The entries below should be transcribed in their entirety, exactly as written.

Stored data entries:
______________________________
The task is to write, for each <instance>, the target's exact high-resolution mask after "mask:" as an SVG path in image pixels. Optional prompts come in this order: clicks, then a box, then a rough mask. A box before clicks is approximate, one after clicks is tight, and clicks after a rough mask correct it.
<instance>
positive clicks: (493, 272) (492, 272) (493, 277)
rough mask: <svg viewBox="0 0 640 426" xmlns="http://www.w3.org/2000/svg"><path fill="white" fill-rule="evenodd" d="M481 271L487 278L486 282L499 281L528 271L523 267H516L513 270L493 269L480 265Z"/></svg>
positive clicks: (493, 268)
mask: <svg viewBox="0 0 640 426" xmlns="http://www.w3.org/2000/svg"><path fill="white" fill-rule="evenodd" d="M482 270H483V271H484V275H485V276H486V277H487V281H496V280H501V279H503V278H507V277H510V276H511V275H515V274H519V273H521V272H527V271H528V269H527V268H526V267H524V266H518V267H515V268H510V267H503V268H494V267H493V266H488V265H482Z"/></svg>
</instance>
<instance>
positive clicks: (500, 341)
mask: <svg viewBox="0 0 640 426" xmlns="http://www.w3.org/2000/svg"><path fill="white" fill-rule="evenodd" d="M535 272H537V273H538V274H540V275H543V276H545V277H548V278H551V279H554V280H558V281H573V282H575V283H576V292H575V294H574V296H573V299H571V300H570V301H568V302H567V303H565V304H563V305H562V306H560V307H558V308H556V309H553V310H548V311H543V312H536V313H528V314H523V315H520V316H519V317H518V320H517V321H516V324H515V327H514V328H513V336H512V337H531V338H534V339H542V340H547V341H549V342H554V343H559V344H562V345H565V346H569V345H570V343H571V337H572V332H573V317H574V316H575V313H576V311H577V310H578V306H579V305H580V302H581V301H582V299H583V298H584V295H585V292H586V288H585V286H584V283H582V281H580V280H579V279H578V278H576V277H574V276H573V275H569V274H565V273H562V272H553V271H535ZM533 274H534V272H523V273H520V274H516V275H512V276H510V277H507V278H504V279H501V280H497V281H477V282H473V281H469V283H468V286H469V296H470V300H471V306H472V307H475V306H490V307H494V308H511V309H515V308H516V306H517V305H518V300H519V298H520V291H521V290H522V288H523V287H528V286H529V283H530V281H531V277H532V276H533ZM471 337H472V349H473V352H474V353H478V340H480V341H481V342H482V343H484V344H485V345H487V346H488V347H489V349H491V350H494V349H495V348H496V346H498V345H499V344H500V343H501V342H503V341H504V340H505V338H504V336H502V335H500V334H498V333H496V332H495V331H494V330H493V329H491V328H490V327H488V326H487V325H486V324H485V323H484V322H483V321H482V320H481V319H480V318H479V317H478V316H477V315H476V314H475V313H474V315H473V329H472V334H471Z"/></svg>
______________________________
* COMPLETED TASK
The task is to write, for each <instance>, the target's exact high-resolution mask after "mask:" as an SVG path in image pixels. Optional prompts come in this order: clicks, then a box, then a rough mask. A box before clicks is approximate, one after clicks is tight, and clicks after a rough mask correct it.
<instance>
positive clicks: (493, 272) (492, 272) (493, 277)
rough mask: <svg viewBox="0 0 640 426" xmlns="http://www.w3.org/2000/svg"><path fill="white" fill-rule="evenodd" d="M481 271L487 278L486 282L499 281L528 271L523 267H516L513 270L493 269L480 265Z"/></svg>
positive clicks: (493, 268)
mask: <svg viewBox="0 0 640 426" xmlns="http://www.w3.org/2000/svg"><path fill="white" fill-rule="evenodd" d="M482 270H483V271H484V275H485V276H486V277H487V281H496V280H501V279H503V278H507V277H510V276H511V275H515V274H519V273H521V272H527V271H528V269H527V268H526V267H524V266H518V267H515V268H510V267H503V268H494V267H493V266H488V265H482Z"/></svg>
</instance>
<instance>
positive clicks: (500, 341)
mask: <svg viewBox="0 0 640 426" xmlns="http://www.w3.org/2000/svg"><path fill="white" fill-rule="evenodd" d="M535 272H537V273H538V274H540V275H543V276H545V277H548V278H551V279H554V280H558V281H573V282H575V283H576V292H575V294H574V296H573V299H571V300H570V301H568V302H567V303H565V304H563V305H562V306H560V307H558V308H556V309H553V310H548V311H543V312H536V313H528V314H523V315H520V316H519V317H518V320H517V321H516V324H515V327H514V328H513V336H512V337H531V338H534V339H542V340H547V341H549V342H554V343H559V344H562V345H565V346H569V345H570V343H571V337H572V332H573V317H574V316H575V313H576V311H577V310H578V306H579V305H580V302H581V301H582V299H583V298H584V295H585V292H586V288H585V286H584V283H582V281H580V280H579V279H578V278H576V277H574V276H573V275H569V274H565V273H562V272H553V271H535ZM533 274H534V272H523V273H520V274H516V275H512V276H510V277H507V278H504V279H501V280H497V281H477V282H473V281H469V283H468V286H469V296H470V300H471V306H472V307H475V306H490V307H494V308H511V309H515V308H516V306H517V305H518V300H519V298H520V291H521V290H522V288H523V287H528V286H529V283H530V281H531V277H532V276H533ZM471 337H472V349H473V352H474V353H478V340H480V341H481V342H482V343H484V344H485V345H487V346H488V347H489V349H491V350H494V349H495V348H496V346H498V345H499V344H500V343H501V342H503V341H504V340H505V338H504V336H502V335H500V334H498V333H496V332H495V331H494V330H493V329H491V328H490V327H488V326H487V325H486V324H485V323H484V322H483V321H482V320H481V319H480V318H479V317H478V316H477V315H476V314H475V313H474V315H473V329H472V334H471Z"/></svg>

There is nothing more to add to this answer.